Sesto San Giovanni. Lo specialissimo applauso a Liliana Segre

Sono le 7.20 di giovedì mattina quando sento il bip dei messaggi su whatsapp. E’ un comunicato. Aperto da una richiesta di scuse per la minuscola invasione. Arriva da un piccolo partito di sinistra, circolo di Sesto San Giovanni. Dice: “Apprendiamo con stupore e indignazione che il Comitato per l’ordine e la sicurezza di Milano ha deliberato l’assegnazione di un servizio di tutela per la Senatrice a vita Liliana Segre. Che una donna di 89 anni, sopravvissuta e testimone dell’olocausto, debba essere protetta ci dice chiaramente come il segno sia stato passato da un pezzo. Un paese senza memoria non ha futuro…”.
Stupisce l’educazione del mittente. Che evidentemente, diversamente da altri, non ritiene che tutti i suoi possibili destinatari abbiano il dovere di ricevere i messaggi degli sconosciuti. E che pensa però, sempre evidentemente, che la questione denunciata sia così grave da giustificare una “trasgressione” ai propri principi. Al punto, ed è la seconda cosa che mi predispone favorevolmente, da mettersi alle sette del mattino a svolgere la propria funzione di sensibilizzazione civile.

La sera stessa vado in metropolitana proprio verso Sesto San Giovanni, dove devo tenere un incontro sulle stragi di mafia. Mi accompagna una amica dei movimenti antimafia, che si è presa il compito di guidarmi all’incontro, praticamente ai bordi della città perché “da quando c’è la nuova amministrazione gli spazi per fare queste cose non ce li danno più”. “Hai saputo che cosa è successo?”, mi chiede a un certo punto con la voce più grave possibile. Ho un sobbalzo. Ci siamo, penso, è morto qualcuno. “Hanno dato la tutela alla senatrice Liliana Segre”. Ho come un moto di sollievo. “E meno male”, rispondo, “meglio così che lasciarla in balia del primo vigliacco che passa”.

Ma è un sollievo bugiardo, che nasce solo per contrasto dalla paura precedente. In realtà quel che sta dicendo Laura, così si chiama la mia amica, rivela la gravità profonda, drammatica, dei nostri tempi. Resto impressionato, in proposito, dal fatto che la mia interlocutrice abbia manifestato un rispetto infinito (forse proprio in reazione ai tempi) verso la donna che sta facendo da bersaglio alla feccia d’Italia, indicandola non con nome e cognome o con il solo cognome preceduto dall’articolo, ma con la qualifica di senatrice. Capisco allora che Laura è l’autrice del comunicato ricevuto alle sette del mattino. Che in qualche misura mi sta parlando l’antica e dignitosa storia dell’antifascismo di Sesto, medaglia d’oro della Resistenza. Mi aggiunge dunque che ha già scritto a tutti quelli che poteva. Ai senatori e ai deputati milanesi, al sindaco di Milano, non ricordo a quali e quanti intellettuali, perché davvero questa storia ha passato il segno, ed è a sua volta segno di tanto altro. Che ha chiesto a Giuseppe Sala di promuovere una manifestazione. Che “la senatrice Segre” deve sentirsi dietro tutta Milano, la sua città. “Dobbiamo fare sentire la nostra voce. E non trovandoci nel chiuso di un teatro ma con una manifestazione di piazza, che mostri a tutti la nostra solidarietà verso di lei. Glielo dobbiamo”. “Senza aspettare tempi lontani”, aggiunge.
__________________________________________________
Ricopia dal brano su Liliana Segre il passo che va da "Stupisce l’educazione del" fino a "di sensibilizzazione civile." compreso.
__________________________________________________
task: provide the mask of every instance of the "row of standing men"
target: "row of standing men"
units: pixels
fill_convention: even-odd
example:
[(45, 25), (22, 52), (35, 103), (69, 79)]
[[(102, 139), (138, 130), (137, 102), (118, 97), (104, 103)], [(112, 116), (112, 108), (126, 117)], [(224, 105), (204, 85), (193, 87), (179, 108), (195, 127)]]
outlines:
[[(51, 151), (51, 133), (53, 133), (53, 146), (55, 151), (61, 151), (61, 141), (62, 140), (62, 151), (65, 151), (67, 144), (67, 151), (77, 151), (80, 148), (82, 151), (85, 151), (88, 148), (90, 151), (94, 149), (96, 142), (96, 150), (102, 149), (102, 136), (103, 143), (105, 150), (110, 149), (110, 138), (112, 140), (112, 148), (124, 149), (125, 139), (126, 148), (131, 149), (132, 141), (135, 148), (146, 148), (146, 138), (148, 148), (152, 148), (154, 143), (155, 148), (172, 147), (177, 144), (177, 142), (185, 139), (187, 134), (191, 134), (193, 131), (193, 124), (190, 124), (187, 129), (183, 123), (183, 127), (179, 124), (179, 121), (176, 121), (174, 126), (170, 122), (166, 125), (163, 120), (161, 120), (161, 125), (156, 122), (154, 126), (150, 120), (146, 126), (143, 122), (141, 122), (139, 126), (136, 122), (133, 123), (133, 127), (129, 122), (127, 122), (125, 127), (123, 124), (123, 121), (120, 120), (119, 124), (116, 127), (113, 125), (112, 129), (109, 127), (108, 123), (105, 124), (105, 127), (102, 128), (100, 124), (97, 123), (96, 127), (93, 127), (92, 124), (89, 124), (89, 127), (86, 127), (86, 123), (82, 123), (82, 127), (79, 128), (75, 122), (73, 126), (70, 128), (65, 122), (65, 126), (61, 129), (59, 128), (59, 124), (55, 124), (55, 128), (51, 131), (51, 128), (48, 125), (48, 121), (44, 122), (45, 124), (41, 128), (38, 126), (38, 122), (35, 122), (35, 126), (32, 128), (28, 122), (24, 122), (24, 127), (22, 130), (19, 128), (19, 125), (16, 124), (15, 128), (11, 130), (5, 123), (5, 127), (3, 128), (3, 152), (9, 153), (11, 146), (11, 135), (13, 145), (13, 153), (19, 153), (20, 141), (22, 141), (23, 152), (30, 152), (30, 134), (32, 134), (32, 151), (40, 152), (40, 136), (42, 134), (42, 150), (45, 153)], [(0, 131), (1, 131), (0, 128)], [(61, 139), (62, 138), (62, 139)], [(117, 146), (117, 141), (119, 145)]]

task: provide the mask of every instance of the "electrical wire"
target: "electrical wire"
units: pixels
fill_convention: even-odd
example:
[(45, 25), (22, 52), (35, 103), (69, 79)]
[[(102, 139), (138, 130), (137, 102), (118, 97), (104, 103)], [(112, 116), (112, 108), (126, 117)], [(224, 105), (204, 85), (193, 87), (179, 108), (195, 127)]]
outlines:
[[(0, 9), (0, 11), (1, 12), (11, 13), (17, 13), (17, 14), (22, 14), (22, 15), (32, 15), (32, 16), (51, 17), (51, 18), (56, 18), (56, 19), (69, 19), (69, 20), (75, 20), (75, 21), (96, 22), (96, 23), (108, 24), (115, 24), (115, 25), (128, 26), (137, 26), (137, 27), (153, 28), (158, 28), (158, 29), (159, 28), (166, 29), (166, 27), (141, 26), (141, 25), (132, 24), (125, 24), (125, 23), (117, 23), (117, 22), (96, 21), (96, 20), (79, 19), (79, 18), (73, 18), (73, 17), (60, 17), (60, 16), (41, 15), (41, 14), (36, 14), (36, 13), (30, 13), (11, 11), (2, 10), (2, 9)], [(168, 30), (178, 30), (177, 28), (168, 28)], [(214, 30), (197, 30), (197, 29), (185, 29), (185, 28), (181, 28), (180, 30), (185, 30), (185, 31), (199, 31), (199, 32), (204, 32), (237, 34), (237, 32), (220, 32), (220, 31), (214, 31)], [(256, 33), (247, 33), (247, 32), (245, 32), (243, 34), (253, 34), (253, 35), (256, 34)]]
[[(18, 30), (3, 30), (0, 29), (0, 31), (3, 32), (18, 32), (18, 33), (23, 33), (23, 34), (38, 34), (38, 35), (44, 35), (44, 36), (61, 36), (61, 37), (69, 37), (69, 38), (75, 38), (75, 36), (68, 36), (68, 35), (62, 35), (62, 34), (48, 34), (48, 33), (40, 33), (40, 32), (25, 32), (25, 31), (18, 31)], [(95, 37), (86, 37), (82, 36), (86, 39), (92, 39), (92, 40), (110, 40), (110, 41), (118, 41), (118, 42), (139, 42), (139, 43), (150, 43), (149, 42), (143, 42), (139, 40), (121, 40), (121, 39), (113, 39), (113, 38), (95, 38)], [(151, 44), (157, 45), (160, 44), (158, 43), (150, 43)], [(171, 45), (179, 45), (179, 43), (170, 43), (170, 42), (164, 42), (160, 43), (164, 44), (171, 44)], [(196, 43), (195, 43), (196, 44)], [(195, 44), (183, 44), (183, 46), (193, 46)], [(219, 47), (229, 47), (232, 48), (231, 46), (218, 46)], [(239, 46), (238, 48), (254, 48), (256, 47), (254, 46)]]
__________________________________________________
SOLUZIONE DELL'ESERCIZIO.
Stupisce l’educazione del mittente. Che evidentemente, diversamente da altri, non ritiene che tutti i suoi possibili destinatari abbiano il dovere di ricevere i messaggi degli sconosciuti. E che pensa però, sempre evidentemente, che la questione denunciata sia così grave da giustificare una “trasgressione” ai propri principi. Al punto, ed è la seconda cosa che mi predispone favorevolmente, da mettersi alle sette del mattino a svolgere la propria funzione di sensibilizzazione civile.